PROBLEM TO WORK ON:
Reproduce each item below verbatim, line for line, with no changes.
+++ PROVIDED DATA +++
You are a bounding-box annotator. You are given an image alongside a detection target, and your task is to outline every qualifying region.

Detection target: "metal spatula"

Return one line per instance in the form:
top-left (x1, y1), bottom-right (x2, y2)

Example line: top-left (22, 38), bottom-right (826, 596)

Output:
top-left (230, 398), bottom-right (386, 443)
+++
TASK OUTPUT:
You are a bounding-box annotator. You are given an image alongside a detection target, and your task is to outline every qualifying region.

Detection target: "metal spatula"

Return one line per instance in the form:
top-left (x1, y1), bottom-right (x2, y2)

Example line: top-left (22, 38), bottom-right (826, 596)

Output:
top-left (230, 398), bottom-right (386, 443)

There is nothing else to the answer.